--- QUOTED PASSAGE ---

Kings (also known as king's cup, donut, circle of death or ring of fire) is a drinking game using playing cards. Players must drink and dispense drinks based on cards drawn. The cards have predetermined drink rules prior to the game's beginning.  Often groups establish house rules with their own game variations.

Equipment
A deck of playing cards
Alcoholic beverages (typically wine, beer, or mixed drinks) or non alcoholic beverages
A large cup which will be used as the King's Cup, or (in the "Ring of Fire" version of the game) an unopened beer can

Setup and common rules

In this game, a deck of cards is shuffled and dealt into a circle around either an empty cup or a full drink of choice. Each card value is assigned an action, which is then performed by the relevant players upon it being drawn. Players then take turns drawing cards and participating in the activity assigned by the card dealt.

This game is open-ended and all of the cards can signify any mini-game, the rules and the card assignments are normally confirmed at the beginning of the game. Depending on house rules, the game either ends when the last rule card has been pulled or the king's cup has been consumed. In variations where cards are placed on top of the king's cup, the game is over when the cards fall off, with the player responsible for knocking them off having to consume the king's cup.

--- MATERIAL SUPPLIED ---

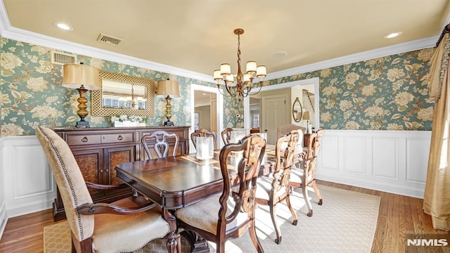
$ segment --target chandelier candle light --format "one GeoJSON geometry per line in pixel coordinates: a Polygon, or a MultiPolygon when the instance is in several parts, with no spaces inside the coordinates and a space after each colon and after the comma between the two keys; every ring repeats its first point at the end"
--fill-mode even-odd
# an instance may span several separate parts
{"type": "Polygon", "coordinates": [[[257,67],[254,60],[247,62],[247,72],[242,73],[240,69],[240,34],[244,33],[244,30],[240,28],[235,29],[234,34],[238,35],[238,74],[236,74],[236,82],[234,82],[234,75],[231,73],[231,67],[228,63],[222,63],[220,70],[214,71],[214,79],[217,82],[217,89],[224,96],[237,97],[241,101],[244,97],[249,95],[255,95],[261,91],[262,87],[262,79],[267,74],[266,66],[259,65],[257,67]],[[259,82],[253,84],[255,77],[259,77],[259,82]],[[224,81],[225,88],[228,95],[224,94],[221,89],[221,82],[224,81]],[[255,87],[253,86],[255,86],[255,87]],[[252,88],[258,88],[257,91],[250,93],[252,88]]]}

---
--- MATERIAL SUPPLIED ---

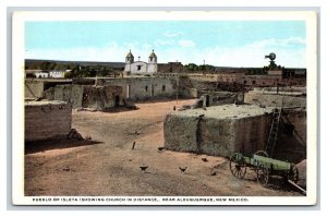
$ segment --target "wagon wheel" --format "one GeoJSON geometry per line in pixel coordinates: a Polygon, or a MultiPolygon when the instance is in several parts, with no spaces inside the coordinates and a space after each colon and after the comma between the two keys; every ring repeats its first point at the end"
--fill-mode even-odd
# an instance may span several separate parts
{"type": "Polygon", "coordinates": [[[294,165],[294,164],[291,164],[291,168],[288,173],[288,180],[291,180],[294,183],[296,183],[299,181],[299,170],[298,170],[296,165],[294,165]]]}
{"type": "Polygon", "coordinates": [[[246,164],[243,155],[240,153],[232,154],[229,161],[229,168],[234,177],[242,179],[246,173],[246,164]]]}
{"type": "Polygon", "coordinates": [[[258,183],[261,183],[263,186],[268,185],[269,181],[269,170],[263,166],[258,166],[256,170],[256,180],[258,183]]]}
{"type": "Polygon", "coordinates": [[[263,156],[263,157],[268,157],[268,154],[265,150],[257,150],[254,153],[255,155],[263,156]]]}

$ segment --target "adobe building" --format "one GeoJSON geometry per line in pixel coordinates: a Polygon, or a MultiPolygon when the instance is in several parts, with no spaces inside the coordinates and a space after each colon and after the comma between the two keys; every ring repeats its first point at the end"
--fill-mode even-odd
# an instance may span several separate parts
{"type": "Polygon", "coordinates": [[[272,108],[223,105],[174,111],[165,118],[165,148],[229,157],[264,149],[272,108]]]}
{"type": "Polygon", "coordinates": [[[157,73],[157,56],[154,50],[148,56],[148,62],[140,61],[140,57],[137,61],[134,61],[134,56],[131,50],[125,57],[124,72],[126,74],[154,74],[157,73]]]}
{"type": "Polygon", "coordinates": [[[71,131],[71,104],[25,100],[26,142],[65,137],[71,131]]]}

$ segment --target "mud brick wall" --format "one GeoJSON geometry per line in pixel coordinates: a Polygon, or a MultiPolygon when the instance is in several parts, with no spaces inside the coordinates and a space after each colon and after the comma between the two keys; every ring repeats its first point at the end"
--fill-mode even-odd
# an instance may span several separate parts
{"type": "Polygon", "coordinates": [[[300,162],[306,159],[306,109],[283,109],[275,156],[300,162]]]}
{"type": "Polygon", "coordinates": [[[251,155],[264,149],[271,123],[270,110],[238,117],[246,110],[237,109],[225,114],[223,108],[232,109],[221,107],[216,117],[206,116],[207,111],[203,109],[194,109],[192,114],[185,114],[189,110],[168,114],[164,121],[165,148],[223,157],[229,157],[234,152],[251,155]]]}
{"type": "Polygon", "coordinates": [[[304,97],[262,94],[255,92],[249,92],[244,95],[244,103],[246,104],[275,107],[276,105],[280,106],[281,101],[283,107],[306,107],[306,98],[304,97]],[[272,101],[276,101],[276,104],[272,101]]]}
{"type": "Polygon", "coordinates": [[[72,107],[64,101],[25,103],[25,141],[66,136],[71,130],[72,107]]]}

---

### [WHAT IS BEING ASKED]
Repeat word for word the part of the Kings drinking game text from "Setup and common" to "the king's cup.".

### [RESPONSE TO THE TASK]
Setup and common rules

In this game, a deck of cards is shuffled and dealt into a circle around either an empty cup or a full drink of choice. Each card value is assigned an action, which is then performed by the relevant players upon it being drawn. Players then take turns drawing cards and participating in the activity assigned by the card dealt.

This game is open-ended and all of the cards can signify any mini-game, the rules and the card assignments are normally confirmed at the beginning of the game. Depending on house rules, the game either ends when the last rule card has been pulled or the king's cup has been consumed. In variations where cards are placed on top of the king's cup, the game is over when the cards fall off, with the player responsible for knocking them off having to consume the king's cup.